**EXERCISE DIRECTIONS**
Locate every line in the records below that contains the string "dark", and copy each of those lines.

(Data records)

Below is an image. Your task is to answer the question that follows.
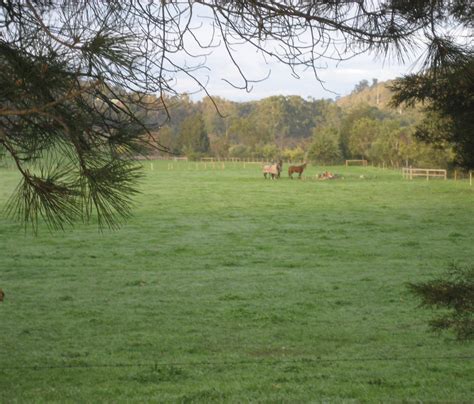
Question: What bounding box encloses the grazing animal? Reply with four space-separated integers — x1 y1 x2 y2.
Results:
263 160 283 180
288 162 306 179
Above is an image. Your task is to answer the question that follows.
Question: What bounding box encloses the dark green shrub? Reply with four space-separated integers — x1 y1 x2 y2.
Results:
408 264 474 340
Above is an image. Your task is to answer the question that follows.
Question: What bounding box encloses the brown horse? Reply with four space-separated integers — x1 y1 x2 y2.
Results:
288 162 306 179
263 160 283 180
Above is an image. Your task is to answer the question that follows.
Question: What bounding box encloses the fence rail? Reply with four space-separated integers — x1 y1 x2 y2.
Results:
402 167 448 180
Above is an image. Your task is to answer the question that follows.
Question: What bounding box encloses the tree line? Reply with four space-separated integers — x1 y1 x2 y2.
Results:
144 84 454 167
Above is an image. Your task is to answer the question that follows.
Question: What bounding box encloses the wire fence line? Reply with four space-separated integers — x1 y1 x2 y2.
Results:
0 356 474 371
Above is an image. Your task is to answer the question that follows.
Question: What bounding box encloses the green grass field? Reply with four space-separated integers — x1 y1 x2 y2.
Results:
0 162 474 403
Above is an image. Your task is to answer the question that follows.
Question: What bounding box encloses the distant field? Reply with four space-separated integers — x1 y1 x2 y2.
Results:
0 161 474 402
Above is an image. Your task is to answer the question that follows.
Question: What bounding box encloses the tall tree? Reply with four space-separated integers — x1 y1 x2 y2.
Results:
0 0 473 227
392 55 474 169
178 114 209 154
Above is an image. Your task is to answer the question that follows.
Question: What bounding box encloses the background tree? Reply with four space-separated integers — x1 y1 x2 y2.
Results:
308 127 342 164
391 56 474 169
178 114 209 155
0 0 473 227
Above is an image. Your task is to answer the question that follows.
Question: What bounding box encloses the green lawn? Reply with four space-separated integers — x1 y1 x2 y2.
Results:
0 162 474 403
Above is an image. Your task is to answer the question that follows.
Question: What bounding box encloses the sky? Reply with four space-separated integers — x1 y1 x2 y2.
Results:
183 50 413 101
169 6 422 101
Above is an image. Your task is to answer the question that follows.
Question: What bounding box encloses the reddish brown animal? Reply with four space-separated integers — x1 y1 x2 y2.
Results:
288 163 306 179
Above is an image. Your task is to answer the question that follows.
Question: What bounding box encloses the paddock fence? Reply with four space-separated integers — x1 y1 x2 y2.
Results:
402 167 448 180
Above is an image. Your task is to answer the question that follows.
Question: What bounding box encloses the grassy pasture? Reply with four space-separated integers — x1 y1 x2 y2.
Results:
0 162 474 402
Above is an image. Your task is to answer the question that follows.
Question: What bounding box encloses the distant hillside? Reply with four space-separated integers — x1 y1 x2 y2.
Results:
336 80 423 122
336 80 393 111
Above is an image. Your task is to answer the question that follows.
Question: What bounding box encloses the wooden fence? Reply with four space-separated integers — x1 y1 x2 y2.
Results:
402 167 448 180
346 160 367 167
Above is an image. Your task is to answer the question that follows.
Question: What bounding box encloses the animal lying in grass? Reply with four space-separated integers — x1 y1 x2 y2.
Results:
288 162 306 179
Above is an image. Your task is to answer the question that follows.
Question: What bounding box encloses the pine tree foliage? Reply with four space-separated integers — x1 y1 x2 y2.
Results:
0 0 472 228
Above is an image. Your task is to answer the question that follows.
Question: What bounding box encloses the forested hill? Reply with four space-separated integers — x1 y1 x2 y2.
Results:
336 80 393 110
145 80 451 166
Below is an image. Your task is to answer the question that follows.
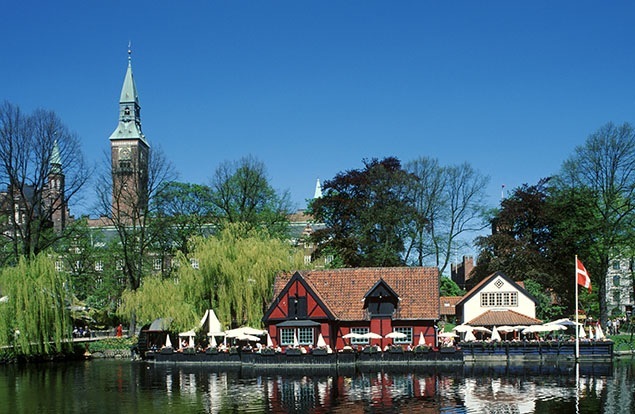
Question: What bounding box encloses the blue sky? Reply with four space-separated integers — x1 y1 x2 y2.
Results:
0 0 635 243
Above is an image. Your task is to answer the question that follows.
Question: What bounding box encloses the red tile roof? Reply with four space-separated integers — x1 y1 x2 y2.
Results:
467 309 542 326
439 296 463 315
274 267 439 321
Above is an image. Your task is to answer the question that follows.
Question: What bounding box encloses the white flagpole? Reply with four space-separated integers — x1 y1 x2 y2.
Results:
573 254 580 361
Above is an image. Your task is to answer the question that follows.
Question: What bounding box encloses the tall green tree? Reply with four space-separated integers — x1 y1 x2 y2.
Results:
120 224 306 330
0 254 72 356
311 157 415 267
211 156 292 237
406 157 489 274
152 182 212 275
473 180 556 285
560 123 635 322
0 101 91 264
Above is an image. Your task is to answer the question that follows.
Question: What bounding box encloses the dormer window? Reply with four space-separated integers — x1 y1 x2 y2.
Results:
287 295 308 319
364 280 399 318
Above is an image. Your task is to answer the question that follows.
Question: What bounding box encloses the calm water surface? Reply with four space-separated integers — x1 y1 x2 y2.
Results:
0 359 635 414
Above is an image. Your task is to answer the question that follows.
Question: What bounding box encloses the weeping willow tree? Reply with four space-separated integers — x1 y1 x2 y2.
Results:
119 224 306 330
0 254 72 356
179 224 306 327
117 275 201 331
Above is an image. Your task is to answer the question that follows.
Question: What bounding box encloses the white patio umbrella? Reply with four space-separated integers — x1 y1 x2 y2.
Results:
452 324 474 332
522 323 567 334
316 334 326 348
595 323 606 341
225 326 267 338
498 325 516 333
419 332 426 346
542 323 567 332
548 318 582 326
235 334 260 342
491 327 501 342
386 331 408 339
463 331 476 342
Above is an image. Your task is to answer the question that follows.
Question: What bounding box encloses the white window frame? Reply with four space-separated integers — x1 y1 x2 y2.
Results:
280 328 295 346
392 326 412 344
351 328 370 345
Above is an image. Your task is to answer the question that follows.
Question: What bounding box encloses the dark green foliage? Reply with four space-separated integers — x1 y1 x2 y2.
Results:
311 157 415 267
439 276 465 296
211 157 292 238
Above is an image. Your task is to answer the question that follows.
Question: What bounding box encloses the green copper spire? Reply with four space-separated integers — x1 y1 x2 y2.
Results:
110 44 147 144
49 140 62 174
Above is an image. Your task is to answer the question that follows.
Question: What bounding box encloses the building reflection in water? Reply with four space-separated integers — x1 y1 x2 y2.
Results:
147 364 633 413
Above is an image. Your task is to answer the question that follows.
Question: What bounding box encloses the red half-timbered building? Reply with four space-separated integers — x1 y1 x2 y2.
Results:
263 267 439 349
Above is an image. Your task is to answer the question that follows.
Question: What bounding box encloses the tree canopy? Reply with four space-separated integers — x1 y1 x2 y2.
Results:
311 157 415 267
0 254 72 356
0 102 91 264
120 224 306 330
211 156 292 238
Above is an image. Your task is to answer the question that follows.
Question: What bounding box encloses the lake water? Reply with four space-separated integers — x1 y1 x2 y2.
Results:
0 359 635 414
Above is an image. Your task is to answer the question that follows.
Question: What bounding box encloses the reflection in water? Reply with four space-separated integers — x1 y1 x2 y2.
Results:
0 361 635 414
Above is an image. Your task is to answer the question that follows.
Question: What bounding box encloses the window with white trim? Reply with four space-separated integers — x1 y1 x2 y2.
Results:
351 328 370 345
481 292 518 308
393 326 412 344
280 328 295 346
298 327 315 345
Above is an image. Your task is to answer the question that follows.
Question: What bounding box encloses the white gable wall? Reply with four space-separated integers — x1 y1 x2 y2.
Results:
461 276 536 323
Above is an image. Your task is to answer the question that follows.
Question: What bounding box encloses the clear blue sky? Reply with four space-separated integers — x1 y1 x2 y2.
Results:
0 0 635 238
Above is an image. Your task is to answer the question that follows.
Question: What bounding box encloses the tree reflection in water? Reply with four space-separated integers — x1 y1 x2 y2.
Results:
0 360 635 414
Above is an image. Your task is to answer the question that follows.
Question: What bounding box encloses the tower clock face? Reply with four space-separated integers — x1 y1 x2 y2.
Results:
119 147 130 160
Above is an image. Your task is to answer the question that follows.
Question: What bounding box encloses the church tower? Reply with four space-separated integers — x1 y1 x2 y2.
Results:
44 141 69 234
110 47 150 221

**RESPONSE**
Question: What bounding box encloses the dark green shrub? Reply with four space-separated integers — x1 y1 x2 y2.
Question: What bounding box encloses the dark green foliage? Reply with four space-separated integers — x1 y1 x2 y2.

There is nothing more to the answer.